Input below:

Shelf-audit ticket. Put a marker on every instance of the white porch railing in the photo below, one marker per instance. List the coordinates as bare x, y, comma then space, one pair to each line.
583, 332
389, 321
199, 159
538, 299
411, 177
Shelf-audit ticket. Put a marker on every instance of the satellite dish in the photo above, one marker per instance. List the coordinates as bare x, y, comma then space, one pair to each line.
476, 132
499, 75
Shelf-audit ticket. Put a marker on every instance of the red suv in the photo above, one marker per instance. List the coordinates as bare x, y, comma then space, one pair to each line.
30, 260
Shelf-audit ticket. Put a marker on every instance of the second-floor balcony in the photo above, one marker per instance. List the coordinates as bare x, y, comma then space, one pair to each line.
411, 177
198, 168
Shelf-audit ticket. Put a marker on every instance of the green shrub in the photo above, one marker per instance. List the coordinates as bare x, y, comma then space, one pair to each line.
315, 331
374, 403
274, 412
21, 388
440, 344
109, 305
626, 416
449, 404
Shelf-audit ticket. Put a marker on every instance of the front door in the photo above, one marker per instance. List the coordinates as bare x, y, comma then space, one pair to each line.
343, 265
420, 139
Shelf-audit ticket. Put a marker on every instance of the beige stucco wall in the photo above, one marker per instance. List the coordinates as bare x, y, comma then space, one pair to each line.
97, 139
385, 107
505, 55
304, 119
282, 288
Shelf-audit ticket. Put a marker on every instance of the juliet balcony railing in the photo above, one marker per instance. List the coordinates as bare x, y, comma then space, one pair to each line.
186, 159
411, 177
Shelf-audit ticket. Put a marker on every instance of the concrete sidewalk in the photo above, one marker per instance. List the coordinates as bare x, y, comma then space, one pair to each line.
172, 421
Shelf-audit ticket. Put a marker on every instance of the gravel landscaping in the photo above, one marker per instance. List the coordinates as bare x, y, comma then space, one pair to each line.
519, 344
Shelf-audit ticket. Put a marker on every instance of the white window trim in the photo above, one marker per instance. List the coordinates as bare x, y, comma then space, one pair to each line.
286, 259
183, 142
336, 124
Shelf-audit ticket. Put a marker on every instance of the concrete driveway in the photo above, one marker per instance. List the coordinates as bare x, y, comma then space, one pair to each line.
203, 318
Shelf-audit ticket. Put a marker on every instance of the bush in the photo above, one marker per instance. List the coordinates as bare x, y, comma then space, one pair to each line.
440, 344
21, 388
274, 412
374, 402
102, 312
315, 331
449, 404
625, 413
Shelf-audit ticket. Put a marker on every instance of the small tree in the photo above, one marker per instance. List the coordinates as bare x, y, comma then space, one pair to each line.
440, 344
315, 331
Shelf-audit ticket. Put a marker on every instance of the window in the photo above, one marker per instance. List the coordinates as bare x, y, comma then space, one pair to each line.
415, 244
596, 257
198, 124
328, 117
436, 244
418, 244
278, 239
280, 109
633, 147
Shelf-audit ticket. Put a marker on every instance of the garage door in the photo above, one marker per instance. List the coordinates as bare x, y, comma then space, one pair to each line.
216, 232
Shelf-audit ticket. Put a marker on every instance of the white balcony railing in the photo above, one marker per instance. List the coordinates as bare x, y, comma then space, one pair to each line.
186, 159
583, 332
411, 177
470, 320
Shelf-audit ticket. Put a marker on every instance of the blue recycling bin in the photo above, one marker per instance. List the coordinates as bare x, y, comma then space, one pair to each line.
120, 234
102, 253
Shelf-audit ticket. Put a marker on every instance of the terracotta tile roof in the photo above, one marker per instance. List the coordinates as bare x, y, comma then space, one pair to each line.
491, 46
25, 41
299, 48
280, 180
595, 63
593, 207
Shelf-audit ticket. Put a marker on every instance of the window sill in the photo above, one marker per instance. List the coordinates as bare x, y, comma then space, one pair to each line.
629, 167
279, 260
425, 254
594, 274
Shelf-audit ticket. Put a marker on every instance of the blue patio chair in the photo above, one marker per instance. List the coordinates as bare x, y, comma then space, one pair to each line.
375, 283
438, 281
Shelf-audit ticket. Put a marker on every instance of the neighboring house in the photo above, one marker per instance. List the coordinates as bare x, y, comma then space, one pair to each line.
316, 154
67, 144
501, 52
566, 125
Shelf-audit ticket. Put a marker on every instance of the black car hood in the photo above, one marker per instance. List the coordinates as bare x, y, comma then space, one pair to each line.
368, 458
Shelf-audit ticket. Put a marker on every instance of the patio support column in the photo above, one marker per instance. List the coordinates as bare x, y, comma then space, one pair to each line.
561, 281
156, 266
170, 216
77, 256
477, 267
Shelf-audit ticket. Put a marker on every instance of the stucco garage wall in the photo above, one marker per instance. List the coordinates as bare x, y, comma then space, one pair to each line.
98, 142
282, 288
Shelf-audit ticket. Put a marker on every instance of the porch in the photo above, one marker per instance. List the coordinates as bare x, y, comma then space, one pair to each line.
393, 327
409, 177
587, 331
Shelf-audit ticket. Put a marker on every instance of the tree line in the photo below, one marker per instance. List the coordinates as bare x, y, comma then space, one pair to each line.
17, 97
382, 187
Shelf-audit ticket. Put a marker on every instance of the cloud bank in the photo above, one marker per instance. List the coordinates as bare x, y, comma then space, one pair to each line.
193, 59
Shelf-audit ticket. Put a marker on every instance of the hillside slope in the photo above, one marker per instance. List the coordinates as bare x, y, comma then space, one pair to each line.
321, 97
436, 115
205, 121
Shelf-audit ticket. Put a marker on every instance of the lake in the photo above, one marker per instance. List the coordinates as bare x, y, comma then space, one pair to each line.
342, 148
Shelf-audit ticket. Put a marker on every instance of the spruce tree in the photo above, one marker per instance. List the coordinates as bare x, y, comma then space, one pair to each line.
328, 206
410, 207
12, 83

End of Input.

Please give the entries above again in full, exactly as written.

Answer to this task ->
Shelf-audit ticket. Put a marker on every instance of the white porch railing in the photo below, one marker per instance. List the coordinates as bare x, y, comma then space, one pair to each line.
583, 332
389, 321
199, 159
538, 299
411, 177
Shelf-audit ticket. Put a marker on every instance of the satellite dish in the photo above, one marker per instance. List the coordinates as bare x, y, comma then space, one pair to each line.
476, 132
499, 75
Shelf-audit ticket. Put a marker on every instance of the red suv in the photo above, one marker per instance. List the coordinates as bare x, y, comma then space, one pair to each line.
30, 260
Shelf-audit ticket. Put a marker on every instance of the second-floor balcony in the photo above, one marker per instance. List the coordinates as bare x, y, comma then space, one pair to each line.
411, 177
198, 168
Shelf-audit ticket. Put a marker on every instance of the green shrub in the photo above, one marker per instance. List the coordinates as bare x, y, comma then space, one pair to each line.
315, 331
374, 403
274, 412
21, 388
440, 344
109, 305
626, 416
449, 404
Shelf-audit ticket. Put a marker on every instance of the front door in the photo above, one marker per instance. List the coordinates as bare x, y, comma then space, one pair to each line.
343, 265
420, 139
Shelf-audit ticket. Put a marker on every instance of the beige stucco wall in the photo above, one marker per instance. List the coordinates as bare x, y, comma then space, one pair to each line.
97, 139
385, 107
505, 55
304, 119
282, 288
Shelf-audit ticket. Put a marker on every instance of the juliet balcony railing in the photo above, one marker per instance. List the coordinates as bare x, y, comma then space, one pair to each line.
186, 159
411, 177
Shelf-audit ticket. Put a marker on every instance of the concrete sidewalk in the photo above, one marker per instance. List the coordinates as bare x, y, comma then space, one pair to each line.
172, 421
Shelf-audit ticket. Put a marker on every instance of the gravel landscaping in the photo above, one marker per instance. List the coordinates as bare x, y, comma then space, one pair to each line.
519, 344
Shelf-audit ticket. Put a marker on every instance of the white window trim in the photo above, one marker per instance. List the coordinates as bare x, y, comma then space, one pair to each line.
286, 259
183, 142
336, 124
Shelf-audit ticket. Put a marker on every instance of the concrete driveway in the photo above, one marker per instance. List the coordinates as bare x, y, comma then space, one pair to each line.
203, 318
Shelf-audit ticket. Put a marker on every instance of the bush in the photo above, one marker per instance. List the coordinates as bare x, y, comma then space, one pair to each line.
440, 344
21, 388
274, 412
374, 402
102, 312
315, 331
449, 404
625, 413
Shelf-audit ticket. Put a marker on every instance of the small tree in the photo above, one marker per instance. List the coordinates as bare x, y, comma then space, one pair to each line.
440, 344
315, 331
Shelf-audit ticket. Put a marker on every instance of the window in the photo above, one marker per instance. List the coordinates as bare x, y, comma then space, one pair to each line.
415, 244
596, 257
198, 124
328, 117
436, 244
418, 244
278, 239
280, 109
633, 147
Shelf-audit ticket. Put a marker on every instance of the garage door in the photo above, one marker per instance. List the coordinates as bare x, y, comma then space, one pair to each line.
216, 232
Shelf-audit ticket. Put a marker on every instance of the white balcony railing in the photo above, one marker per instance. List the coordinates as bare x, y, comma then space, one pair to each line.
186, 159
583, 332
411, 177
470, 320
Shelf-audit ticket. Put a marker on every instance of the blue recycling bin in the photo above, one marker per instance. List the coordinates as bare x, y, comma then space, one pair to each line.
120, 234
102, 253
Shelf-audit ticket. Put a marker on every instance of the terracotta tile roof in the photo above, one marker per instance. List the coordinates as bare x, y, comma then space, one pair to each line.
491, 46
25, 41
299, 48
280, 180
595, 63
593, 207
Shelf-audit ticket. Put a marker on every instance of the window sill in the photo above, one marker per instance. List the coordinates as bare x, y, comma then space, one pair to each line.
629, 167
279, 260
425, 254
594, 274
Shelf-audit ticket. Put a marker on every instance of the blue patio chair in the photo above, one marker per instance. List the coordinates as bare x, y, comma then space, one pair to each line.
375, 283
438, 281
Shelf-audit ticket. Put a marker on every instance of the neighboring house in the photo above, one marker per instance. List the coordinates as bare x, y, comma then space, one pair to each line.
316, 154
67, 144
501, 52
566, 125
Shelf-audit ticket. Put a marker on every instance of the black car hood in the photo above, one marker per instance. List the coordinates as bare x, y, comma then space, one pair to each line.
368, 458
Shelf-audit ticket. Put a marker on every instance of the patio support column in the photo above, one marker per instance. List the coordinates as bare x, y, comma then space, one pair to each line.
561, 281
156, 266
170, 216
77, 256
477, 267
Shelf-audit ticket. Put a marker on every instance of the stucco garage wall in the photo above, one marker per instance. List the coordinates as bare x, y, comma then space, one pair to each line.
98, 142
282, 288
Shelf-audit ticket. Put a marker on every instance of the porch in the photo above, one marker per instance. List the coordinates as bare x, y, comma then space, one pair to each line.
393, 327
409, 177
587, 331
Shelf-audit ticket. Put a marker on every instance of the tree line in the photo below, one marker per instance. List the coordinates as bare x, y, comma then space, one pair to each line.
17, 97
382, 187
Shelf-audit ticket. Put a marker on every instance of the cloud bank in the photo above, one marker per instance. List the coordinates as bare x, y, comma then space, one pair to each line.
193, 59
Shelf-audit ticket. Put a marker on every instance of the hillside slope in the photo above, one marker per instance. List the coordinates as bare x, y, comma then space, one pair to each line.
321, 97
436, 115
205, 121
Shelf-audit ticket. Put a marker on every instance of the lake in the photo above, one marker per instance. List the coordinates as bare x, y, comma then space, one pair to each line.
342, 148
Shelf-audit ticket. Put a marker on every instance of the spruce tree in the photo above, one marker per instance. List the coordinates as bare x, y, comma then space, one pair to each line.
328, 206
410, 207
12, 83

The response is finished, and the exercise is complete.